*** Data for the task
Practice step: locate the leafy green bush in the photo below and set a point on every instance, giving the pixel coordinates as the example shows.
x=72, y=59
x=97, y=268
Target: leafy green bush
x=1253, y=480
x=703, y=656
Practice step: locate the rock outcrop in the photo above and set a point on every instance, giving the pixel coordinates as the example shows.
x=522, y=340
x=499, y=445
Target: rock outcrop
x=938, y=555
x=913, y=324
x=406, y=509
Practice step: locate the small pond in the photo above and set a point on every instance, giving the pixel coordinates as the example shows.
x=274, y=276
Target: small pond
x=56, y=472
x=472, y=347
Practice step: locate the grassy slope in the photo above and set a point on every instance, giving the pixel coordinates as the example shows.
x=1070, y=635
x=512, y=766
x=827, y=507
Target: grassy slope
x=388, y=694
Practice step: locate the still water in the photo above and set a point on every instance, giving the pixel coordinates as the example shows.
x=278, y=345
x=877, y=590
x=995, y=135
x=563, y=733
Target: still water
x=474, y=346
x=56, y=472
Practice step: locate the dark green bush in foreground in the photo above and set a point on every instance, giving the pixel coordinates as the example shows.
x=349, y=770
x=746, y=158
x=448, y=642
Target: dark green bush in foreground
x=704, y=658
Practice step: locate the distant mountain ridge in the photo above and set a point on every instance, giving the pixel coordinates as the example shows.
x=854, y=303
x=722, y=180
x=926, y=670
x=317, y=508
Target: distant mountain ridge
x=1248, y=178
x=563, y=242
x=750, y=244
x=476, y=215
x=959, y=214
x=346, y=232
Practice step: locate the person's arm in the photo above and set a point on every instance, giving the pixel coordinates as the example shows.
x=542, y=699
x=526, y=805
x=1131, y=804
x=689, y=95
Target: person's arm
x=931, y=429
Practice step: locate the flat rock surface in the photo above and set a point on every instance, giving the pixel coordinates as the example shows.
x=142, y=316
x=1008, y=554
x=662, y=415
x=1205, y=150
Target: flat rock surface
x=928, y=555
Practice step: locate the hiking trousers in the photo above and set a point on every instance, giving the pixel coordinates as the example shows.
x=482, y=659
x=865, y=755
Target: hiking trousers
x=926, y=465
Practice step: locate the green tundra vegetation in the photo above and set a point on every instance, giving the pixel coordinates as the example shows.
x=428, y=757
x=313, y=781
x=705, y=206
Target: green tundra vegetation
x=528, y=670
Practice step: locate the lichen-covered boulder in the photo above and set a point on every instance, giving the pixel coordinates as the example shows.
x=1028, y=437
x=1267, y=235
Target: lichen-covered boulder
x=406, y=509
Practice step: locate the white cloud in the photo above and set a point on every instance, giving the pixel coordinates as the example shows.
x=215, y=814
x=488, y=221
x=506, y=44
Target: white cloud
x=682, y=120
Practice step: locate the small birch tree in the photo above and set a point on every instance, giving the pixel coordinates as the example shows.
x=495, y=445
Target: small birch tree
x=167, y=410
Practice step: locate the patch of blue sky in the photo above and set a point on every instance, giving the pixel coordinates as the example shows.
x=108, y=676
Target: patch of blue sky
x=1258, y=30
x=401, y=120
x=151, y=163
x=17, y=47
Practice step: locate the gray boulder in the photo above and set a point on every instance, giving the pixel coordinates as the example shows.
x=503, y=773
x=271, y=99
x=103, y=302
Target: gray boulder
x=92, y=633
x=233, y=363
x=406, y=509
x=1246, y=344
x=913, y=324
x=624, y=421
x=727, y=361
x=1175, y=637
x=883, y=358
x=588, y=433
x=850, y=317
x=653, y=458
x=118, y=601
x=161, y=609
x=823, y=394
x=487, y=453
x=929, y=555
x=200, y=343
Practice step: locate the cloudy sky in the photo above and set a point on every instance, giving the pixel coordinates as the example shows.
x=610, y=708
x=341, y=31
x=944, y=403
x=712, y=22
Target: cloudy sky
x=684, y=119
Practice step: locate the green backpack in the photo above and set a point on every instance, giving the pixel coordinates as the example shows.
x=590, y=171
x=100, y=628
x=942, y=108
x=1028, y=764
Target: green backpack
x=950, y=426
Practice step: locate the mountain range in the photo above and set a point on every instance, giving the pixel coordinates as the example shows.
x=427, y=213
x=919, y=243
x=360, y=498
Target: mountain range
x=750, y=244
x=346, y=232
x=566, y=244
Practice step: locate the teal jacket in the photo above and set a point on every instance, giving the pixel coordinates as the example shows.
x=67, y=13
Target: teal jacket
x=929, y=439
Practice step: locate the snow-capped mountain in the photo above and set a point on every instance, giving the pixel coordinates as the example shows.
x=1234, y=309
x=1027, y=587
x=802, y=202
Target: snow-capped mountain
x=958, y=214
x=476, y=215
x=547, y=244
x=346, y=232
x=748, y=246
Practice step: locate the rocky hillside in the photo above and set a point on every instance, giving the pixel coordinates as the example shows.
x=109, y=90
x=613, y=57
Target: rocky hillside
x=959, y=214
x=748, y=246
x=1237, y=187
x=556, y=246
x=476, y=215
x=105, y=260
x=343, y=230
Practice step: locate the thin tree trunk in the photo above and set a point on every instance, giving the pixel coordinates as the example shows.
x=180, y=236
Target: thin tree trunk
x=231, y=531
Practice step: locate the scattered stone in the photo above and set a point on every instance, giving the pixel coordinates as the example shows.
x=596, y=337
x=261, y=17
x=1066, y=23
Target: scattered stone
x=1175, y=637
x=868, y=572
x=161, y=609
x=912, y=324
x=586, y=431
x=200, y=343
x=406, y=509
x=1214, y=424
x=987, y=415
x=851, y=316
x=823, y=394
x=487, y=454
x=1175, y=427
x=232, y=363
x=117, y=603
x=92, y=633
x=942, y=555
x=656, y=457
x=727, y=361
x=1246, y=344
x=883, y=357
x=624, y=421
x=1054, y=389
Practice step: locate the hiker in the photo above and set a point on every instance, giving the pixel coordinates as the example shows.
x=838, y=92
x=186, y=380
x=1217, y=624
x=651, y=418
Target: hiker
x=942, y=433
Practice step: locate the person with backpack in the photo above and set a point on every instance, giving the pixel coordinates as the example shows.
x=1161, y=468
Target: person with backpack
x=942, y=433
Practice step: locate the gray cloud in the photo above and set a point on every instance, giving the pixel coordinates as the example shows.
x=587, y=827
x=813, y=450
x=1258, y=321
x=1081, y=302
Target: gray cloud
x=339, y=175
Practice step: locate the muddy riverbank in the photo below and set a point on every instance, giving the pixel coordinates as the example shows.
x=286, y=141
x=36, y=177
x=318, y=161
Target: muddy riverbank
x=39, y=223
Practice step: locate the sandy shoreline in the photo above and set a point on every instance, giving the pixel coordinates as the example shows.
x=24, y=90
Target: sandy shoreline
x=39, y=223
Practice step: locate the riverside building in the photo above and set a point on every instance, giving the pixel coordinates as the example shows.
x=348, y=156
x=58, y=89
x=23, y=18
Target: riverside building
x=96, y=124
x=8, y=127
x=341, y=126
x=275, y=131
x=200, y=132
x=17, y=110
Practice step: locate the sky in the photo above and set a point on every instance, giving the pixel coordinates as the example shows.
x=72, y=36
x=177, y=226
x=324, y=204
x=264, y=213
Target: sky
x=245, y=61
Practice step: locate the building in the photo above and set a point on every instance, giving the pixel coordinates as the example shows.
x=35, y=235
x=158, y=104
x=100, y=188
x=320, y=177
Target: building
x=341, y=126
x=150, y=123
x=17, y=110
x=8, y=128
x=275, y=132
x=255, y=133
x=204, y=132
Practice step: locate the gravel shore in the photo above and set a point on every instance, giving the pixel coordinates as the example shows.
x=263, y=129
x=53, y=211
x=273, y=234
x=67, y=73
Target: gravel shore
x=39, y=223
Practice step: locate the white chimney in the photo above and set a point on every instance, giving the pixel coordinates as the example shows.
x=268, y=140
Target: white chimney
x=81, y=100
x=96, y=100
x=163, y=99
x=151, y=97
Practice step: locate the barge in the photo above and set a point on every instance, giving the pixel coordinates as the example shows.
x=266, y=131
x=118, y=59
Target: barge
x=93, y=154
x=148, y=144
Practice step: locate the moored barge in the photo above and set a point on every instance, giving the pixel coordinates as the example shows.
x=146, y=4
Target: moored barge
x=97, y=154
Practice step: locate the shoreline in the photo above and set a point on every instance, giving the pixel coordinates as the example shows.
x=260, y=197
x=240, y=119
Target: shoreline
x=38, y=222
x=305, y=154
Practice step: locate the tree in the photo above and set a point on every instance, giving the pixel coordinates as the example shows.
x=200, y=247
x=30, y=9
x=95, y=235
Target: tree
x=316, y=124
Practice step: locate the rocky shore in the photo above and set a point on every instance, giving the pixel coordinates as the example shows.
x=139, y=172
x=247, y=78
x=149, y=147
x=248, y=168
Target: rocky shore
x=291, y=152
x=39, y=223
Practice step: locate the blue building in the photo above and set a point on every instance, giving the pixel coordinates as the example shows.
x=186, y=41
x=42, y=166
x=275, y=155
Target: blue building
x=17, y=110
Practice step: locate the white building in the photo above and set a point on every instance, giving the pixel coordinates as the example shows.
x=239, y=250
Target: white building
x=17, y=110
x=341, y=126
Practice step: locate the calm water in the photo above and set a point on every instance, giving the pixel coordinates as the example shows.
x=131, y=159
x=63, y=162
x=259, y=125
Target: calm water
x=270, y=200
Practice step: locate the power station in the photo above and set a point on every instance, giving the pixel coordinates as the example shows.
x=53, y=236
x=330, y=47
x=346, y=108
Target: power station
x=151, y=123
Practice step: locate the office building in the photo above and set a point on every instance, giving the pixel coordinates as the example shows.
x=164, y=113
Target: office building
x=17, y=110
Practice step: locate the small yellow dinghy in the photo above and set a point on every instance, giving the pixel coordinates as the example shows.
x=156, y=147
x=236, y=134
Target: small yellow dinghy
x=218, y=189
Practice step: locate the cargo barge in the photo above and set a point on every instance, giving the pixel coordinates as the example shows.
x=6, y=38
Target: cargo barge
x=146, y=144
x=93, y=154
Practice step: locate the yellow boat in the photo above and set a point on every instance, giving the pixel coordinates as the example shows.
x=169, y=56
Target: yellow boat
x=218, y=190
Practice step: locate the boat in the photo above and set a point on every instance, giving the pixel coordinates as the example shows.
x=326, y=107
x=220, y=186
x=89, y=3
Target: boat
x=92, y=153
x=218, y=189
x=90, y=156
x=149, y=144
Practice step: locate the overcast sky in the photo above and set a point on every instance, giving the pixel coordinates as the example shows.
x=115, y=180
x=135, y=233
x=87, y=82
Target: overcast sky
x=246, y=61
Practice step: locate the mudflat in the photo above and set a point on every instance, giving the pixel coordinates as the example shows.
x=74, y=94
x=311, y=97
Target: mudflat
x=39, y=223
******
## Work request
Copy out every line from the data above that has "below" in it.

## Answer box
Practice step: locate the leafy green bush in the photo below and set a point on every instance, giving the pixel coordinates as the example shows.
Practice step: locate the muddy riverbank in the photo below and set a point on every instance, giving the pixel coordinates as the example shows.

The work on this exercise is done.